WHAT THE TASK ASKS:
Copy, unchanged, the stretch of the listing below from the line containing "phrase -- coffin lid" through the end of the listing, including both ends.

[Pointing dataset listing]

__________

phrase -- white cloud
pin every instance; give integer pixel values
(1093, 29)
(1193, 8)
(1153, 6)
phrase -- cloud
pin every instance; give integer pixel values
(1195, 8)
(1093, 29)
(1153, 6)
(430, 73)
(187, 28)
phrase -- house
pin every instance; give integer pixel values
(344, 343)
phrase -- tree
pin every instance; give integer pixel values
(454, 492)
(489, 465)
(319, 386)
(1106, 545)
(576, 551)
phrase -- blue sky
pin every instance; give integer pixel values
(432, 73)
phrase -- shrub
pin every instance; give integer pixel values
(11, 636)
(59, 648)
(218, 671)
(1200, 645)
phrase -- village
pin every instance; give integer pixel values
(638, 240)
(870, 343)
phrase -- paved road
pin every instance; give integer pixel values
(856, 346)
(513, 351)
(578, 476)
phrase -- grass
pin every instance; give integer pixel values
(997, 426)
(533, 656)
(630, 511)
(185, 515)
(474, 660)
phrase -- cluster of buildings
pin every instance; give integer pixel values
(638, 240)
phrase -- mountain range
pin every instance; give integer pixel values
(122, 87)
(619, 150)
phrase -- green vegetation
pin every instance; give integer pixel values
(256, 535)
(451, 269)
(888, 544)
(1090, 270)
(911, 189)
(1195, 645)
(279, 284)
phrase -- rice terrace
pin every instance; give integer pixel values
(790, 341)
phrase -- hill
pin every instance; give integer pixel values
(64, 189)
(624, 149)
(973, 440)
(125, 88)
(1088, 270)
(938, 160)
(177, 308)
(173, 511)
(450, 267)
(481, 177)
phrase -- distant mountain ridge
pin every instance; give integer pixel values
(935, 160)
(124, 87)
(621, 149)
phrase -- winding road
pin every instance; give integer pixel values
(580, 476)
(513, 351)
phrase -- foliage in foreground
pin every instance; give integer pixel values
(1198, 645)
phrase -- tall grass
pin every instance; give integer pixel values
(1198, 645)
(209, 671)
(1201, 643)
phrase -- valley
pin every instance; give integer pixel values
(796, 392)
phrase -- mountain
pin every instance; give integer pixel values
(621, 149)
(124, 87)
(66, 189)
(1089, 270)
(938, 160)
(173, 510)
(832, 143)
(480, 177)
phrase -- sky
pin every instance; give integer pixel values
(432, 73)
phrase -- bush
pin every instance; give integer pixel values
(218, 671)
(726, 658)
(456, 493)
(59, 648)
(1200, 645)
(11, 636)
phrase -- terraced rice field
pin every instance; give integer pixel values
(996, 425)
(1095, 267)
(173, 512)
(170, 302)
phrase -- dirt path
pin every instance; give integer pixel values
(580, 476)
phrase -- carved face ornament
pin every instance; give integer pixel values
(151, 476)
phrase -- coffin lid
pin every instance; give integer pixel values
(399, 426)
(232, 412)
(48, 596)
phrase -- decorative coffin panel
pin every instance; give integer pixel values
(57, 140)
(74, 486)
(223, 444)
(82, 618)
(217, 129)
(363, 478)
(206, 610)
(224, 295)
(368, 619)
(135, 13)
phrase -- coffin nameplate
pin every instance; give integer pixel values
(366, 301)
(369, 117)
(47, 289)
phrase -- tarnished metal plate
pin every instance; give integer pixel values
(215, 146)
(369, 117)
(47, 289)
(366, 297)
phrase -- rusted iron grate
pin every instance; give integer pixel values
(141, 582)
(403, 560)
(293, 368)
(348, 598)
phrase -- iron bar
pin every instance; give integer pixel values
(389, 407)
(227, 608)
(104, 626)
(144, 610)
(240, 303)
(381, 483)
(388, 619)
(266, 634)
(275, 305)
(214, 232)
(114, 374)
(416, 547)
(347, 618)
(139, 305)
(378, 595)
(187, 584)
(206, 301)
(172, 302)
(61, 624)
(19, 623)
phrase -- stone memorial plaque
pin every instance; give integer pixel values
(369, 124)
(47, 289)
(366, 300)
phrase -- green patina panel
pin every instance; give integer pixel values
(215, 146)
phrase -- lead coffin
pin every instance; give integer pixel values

__________

ANSWER TO THIS TASK:
phrase -- coffin lid
pin every instance; give integer pixel values
(399, 426)
(232, 412)
(48, 596)
phrase -- decorative coffin panel
pin every instance; give integer pixel values
(57, 140)
(74, 486)
(223, 444)
(82, 618)
(217, 129)
(363, 478)
(206, 610)
(224, 295)
(368, 619)
(135, 13)
phrase -- coffin nameplate
pin every instance; give integer pixel values
(366, 301)
(369, 117)
(47, 289)
phrase -- tarnished metal plate
pin every instance; give integer pixel values
(215, 146)
(369, 117)
(47, 289)
(366, 297)
phrase -- rusted iron grate
pin every instance; give integer pixel values
(141, 582)
(403, 560)
(293, 368)
(348, 598)
phrase -- iron bar
pin every instance; give integer pixel values
(389, 407)
(227, 608)
(104, 626)
(144, 610)
(240, 303)
(381, 483)
(388, 619)
(266, 634)
(275, 305)
(214, 232)
(114, 374)
(416, 547)
(347, 618)
(139, 305)
(378, 595)
(187, 584)
(206, 301)
(172, 302)
(61, 624)
(19, 623)
phrase -- stone memorial plaque
pin every instance; give integer pixel values
(369, 124)
(47, 289)
(366, 300)
phrase -- green patina panel
pin every instance; give integer pixel values
(215, 146)
phrase -- lead coffin
pin every instance; give integer pixel values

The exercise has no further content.